--- Instructions for the task ---
Output only the lines from the one holding "find jersey number" to the end of the data below, please, copied exactly.

--- Point-based annotation data ---
** Begin **

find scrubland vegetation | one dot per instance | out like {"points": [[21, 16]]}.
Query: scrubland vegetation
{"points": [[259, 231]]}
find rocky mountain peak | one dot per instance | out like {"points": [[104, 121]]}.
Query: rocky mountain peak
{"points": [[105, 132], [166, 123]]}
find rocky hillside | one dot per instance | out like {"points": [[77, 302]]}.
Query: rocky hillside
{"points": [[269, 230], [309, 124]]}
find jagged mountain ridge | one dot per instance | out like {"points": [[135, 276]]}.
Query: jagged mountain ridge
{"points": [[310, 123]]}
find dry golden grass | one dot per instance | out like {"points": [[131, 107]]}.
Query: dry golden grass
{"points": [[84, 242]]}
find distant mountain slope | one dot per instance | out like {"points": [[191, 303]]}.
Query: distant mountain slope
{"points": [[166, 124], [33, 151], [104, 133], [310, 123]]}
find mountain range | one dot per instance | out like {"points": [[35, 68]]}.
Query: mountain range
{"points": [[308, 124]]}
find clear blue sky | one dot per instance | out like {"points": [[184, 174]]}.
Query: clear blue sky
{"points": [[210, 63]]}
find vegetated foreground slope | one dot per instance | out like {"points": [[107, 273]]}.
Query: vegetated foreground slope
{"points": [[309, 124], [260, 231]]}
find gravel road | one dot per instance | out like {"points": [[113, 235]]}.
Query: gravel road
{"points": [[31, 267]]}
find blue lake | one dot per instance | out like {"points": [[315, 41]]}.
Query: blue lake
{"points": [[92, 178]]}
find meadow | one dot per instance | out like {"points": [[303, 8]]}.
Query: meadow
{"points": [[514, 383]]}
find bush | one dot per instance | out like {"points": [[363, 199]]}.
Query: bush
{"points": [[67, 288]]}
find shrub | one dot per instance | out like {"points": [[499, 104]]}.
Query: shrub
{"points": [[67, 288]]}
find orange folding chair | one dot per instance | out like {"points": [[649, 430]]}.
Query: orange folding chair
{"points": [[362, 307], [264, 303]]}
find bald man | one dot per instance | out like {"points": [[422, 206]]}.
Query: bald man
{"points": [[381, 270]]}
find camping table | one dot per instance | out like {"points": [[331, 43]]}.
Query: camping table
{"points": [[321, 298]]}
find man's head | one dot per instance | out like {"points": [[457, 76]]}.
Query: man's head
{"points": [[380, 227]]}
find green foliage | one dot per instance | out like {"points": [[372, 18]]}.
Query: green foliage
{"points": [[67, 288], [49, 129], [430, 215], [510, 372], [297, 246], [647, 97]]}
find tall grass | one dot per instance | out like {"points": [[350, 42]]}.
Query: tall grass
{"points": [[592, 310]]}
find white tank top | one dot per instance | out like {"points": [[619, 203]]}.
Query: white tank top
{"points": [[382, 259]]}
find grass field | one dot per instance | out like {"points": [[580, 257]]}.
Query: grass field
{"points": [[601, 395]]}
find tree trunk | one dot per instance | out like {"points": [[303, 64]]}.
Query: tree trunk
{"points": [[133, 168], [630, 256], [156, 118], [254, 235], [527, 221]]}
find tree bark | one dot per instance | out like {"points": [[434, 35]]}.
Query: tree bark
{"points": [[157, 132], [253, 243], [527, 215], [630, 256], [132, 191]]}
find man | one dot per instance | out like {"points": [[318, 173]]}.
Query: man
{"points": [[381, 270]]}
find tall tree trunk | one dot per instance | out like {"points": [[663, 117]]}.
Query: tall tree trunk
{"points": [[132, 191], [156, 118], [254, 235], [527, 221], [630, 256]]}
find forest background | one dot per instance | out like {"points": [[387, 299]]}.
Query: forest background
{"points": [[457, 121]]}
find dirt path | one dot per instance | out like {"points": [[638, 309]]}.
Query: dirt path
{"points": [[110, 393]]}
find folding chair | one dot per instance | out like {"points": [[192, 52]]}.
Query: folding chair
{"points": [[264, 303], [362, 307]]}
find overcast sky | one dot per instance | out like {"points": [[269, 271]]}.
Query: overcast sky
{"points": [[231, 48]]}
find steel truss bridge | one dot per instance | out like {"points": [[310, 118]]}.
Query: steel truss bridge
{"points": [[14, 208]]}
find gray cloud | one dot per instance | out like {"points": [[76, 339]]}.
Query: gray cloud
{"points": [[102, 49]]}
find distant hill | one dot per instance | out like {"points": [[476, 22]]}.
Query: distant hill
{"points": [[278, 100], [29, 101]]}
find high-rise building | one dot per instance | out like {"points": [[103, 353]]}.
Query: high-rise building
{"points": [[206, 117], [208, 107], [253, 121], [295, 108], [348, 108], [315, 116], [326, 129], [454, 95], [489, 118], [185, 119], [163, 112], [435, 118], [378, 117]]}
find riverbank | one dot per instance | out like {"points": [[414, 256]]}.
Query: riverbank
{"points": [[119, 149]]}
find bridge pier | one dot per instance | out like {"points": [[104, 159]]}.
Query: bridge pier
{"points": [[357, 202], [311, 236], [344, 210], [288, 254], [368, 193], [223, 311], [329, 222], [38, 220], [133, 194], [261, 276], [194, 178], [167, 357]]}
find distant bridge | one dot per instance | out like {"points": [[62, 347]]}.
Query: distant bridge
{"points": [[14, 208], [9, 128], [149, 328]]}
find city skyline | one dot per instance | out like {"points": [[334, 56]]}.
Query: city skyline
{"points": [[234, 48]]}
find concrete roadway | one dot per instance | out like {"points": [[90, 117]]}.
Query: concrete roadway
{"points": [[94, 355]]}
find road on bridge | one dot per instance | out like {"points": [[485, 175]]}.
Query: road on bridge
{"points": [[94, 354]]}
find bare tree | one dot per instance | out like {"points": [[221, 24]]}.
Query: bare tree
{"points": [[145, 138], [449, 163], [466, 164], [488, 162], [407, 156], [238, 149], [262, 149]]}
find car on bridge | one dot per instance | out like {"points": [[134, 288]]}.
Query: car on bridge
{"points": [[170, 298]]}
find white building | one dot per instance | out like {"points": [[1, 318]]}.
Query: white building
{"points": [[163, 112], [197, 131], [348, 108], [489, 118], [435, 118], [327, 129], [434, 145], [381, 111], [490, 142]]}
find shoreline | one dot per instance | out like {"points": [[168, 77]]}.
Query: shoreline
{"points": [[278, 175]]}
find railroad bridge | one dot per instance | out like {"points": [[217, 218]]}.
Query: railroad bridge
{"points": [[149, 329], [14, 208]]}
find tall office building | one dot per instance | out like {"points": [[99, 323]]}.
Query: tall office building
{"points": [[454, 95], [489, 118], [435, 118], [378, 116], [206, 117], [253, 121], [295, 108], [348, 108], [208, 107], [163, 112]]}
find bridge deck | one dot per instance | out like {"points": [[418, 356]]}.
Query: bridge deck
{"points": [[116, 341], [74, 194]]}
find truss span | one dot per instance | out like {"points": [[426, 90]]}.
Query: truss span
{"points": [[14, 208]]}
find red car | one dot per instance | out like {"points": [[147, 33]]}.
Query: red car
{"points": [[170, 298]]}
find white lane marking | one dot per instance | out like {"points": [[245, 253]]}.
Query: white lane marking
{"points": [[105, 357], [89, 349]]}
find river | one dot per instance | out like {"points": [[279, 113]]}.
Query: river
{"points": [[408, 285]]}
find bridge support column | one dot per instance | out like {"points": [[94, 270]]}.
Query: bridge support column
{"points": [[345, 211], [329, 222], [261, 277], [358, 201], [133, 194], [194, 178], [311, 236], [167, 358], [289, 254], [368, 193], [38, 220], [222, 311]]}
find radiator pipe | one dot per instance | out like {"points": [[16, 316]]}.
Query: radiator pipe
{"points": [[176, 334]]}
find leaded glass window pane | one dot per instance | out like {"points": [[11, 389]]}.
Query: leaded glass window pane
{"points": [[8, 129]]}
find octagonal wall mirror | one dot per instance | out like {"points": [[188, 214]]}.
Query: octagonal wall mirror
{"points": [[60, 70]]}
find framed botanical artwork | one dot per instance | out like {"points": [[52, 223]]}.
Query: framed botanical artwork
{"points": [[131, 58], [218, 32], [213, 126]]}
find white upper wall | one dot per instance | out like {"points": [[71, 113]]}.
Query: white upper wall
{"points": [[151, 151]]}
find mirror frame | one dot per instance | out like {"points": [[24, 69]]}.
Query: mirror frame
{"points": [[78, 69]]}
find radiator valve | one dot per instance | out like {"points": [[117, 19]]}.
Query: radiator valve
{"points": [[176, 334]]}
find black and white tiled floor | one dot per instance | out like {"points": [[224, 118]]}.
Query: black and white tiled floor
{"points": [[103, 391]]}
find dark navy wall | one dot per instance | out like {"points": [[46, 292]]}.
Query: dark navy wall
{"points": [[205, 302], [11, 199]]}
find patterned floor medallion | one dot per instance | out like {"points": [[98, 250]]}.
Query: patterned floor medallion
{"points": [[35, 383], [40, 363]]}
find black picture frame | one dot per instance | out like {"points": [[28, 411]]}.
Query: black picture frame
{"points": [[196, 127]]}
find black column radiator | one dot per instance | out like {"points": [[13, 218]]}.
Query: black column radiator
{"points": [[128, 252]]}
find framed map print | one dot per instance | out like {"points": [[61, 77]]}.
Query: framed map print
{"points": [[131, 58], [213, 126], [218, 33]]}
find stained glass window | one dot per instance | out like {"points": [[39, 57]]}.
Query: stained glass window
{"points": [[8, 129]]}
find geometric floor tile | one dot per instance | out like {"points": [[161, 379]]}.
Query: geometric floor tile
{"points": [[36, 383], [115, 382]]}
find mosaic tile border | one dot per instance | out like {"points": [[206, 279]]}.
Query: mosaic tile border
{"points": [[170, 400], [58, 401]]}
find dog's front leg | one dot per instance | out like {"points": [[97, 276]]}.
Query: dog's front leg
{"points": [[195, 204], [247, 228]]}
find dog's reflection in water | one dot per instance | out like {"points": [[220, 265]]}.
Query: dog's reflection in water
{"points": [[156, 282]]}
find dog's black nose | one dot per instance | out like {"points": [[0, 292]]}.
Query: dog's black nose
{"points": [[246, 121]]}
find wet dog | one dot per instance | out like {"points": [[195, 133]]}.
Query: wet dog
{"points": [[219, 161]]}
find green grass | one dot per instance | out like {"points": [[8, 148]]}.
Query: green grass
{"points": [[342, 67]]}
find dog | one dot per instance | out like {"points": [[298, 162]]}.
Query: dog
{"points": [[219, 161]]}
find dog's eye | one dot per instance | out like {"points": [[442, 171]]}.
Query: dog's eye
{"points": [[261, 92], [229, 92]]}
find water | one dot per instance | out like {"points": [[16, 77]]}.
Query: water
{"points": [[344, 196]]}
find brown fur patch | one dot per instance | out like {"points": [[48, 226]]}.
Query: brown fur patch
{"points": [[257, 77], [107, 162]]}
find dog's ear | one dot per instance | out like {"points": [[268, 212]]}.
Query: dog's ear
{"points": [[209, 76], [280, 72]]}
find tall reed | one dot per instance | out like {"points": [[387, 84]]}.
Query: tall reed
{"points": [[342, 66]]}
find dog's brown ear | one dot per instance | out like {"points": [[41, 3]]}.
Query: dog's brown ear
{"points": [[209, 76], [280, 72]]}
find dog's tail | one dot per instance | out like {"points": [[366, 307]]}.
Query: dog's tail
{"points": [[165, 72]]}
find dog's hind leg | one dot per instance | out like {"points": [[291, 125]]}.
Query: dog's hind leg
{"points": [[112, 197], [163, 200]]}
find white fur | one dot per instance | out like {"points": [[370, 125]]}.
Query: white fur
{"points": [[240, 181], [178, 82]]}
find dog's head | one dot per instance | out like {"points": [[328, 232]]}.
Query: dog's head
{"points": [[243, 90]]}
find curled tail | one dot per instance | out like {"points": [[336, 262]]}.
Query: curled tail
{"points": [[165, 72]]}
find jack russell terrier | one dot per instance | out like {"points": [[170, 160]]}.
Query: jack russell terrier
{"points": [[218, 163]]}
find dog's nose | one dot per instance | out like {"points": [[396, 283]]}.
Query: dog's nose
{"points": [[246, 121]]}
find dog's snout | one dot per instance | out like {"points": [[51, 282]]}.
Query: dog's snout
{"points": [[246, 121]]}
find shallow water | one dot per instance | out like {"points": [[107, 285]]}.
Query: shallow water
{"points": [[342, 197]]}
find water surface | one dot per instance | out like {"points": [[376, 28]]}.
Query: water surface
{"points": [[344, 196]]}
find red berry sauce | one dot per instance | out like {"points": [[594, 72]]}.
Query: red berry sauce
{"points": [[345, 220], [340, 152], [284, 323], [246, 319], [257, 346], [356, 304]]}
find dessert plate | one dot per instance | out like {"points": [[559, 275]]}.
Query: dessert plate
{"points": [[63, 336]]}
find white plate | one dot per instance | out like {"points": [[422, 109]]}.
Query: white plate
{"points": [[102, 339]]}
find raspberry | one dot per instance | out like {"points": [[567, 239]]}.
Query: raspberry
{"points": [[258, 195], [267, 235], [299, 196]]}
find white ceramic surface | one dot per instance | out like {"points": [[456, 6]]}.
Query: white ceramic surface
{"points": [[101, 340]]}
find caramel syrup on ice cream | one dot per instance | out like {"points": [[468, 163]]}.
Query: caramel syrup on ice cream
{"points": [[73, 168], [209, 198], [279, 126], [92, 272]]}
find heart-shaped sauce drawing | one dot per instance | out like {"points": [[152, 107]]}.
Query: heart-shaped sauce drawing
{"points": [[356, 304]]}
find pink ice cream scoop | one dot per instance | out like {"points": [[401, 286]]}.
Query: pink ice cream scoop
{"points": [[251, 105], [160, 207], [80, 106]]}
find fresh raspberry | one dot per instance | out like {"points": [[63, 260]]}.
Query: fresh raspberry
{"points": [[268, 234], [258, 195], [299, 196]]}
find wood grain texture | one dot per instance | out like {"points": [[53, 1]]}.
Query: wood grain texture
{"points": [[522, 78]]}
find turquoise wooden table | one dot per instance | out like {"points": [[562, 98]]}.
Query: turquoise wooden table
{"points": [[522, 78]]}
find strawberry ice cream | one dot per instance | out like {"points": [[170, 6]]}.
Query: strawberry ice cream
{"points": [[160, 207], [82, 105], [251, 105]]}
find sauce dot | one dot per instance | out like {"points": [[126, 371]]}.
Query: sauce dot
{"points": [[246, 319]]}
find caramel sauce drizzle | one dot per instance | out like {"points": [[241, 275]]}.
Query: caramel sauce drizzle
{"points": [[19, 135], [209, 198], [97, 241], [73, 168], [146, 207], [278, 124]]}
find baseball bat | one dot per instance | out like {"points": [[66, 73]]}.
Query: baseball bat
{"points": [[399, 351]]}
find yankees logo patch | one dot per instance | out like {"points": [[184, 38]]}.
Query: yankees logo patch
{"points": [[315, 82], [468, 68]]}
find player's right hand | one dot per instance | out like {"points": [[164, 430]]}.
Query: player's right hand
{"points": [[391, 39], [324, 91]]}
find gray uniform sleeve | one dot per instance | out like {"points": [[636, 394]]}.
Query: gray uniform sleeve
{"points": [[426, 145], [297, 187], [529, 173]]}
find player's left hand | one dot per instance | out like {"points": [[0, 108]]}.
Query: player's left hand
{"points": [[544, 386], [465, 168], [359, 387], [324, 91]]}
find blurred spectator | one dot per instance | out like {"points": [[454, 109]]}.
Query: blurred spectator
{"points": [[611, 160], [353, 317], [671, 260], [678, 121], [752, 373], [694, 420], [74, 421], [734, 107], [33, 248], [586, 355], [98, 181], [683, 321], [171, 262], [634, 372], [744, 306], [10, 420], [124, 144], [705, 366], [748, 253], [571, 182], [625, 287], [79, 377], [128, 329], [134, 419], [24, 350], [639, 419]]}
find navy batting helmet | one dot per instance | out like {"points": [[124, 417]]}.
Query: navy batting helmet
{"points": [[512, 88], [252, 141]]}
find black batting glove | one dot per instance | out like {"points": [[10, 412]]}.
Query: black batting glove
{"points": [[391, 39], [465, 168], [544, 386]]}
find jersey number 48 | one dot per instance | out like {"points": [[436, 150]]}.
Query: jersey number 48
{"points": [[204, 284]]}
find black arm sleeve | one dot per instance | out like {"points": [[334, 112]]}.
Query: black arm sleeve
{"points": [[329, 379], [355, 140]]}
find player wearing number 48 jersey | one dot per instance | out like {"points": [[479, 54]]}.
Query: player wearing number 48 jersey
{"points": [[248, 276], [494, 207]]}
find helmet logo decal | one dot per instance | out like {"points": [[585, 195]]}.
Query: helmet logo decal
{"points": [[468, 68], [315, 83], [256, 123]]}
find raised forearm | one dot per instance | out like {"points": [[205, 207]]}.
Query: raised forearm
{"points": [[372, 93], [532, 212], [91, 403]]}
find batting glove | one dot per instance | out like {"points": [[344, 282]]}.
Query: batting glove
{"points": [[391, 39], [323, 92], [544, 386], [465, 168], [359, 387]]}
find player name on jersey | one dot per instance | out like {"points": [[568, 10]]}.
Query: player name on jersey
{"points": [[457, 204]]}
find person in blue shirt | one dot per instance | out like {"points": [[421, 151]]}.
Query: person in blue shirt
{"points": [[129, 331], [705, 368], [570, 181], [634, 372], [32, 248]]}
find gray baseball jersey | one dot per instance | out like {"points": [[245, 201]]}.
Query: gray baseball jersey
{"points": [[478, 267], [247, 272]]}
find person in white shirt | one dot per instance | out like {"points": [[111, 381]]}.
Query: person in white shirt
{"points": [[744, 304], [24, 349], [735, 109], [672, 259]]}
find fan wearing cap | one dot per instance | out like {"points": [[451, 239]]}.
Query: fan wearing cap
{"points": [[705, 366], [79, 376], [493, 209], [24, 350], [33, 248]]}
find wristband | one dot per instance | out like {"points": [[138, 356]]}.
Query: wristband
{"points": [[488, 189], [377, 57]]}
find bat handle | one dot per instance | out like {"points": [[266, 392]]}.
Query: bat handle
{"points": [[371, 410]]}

** End **

--- Solution for this exercise ---
find jersey number 48 | one dot per instance | out like {"points": [[436, 150]]}.
Query: jersey number 48
{"points": [[204, 284]]}
find black arm sleeve | one dot per instance | out like {"points": [[334, 112]]}.
Query: black arm sleeve
{"points": [[329, 379], [355, 140]]}
find player wearing number 48 jersey | one dot per instance | out like {"points": [[479, 54]]}.
Query: player wearing number 48 jersey
{"points": [[248, 276], [494, 207]]}
find helmet logo decal | one dot per instance | out like {"points": [[585, 195]]}.
Query: helmet logo decal
{"points": [[468, 68], [315, 83], [256, 123]]}
find raised forearm | one dot per instance | out like {"points": [[205, 207]]}.
Query: raised forearm
{"points": [[372, 93], [532, 212], [91, 403]]}
find batting glove | one dot per instance | out like {"points": [[344, 282]]}.
Query: batting glove
{"points": [[391, 39], [323, 92], [544, 386], [465, 168], [359, 387]]}
find player name on jersey | one dot per instance | out like {"points": [[568, 10]]}.
Query: player name on jersey
{"points": [[457, 204]]}
find person in blue shirt | one dot per instance | out like {"points": [[421, 151]]}.
Query: person in blue shirt
{"points": [[129, 331], [705, 368], [570, 181], [634, 372], [32, 248]]}
find gray baseball jersey | one dot per instance | out like {"points": [[245, 201]]}.
Query: gray baseball jersey
{"points": [[478, 267], [247, 272]]}
find person in white shirt | one dot per instance | out like {"points": [[111, 381]]}.
Query: person in white shirt
{"points": [[744, 304], [24, 349], [735, 109], [672, 259]]}
find fan wearing cap | one dot per instance | out like {"points": [[451, 239]]}.
Query: fan wearing cap
{"points": [[705, 366], [79, 376], [493, 209], [24, 350], [33, 248]]}
find wristband | one dot per instance | out like {"points": [[138, 356]]}.
Query: wristband
{"points": [[488, 189], [377, 57]]}
find bat handle | one dot per instance | out like {"points": [[266, 392]]}.
Query: bat handle
{"points": [[371, 410]]}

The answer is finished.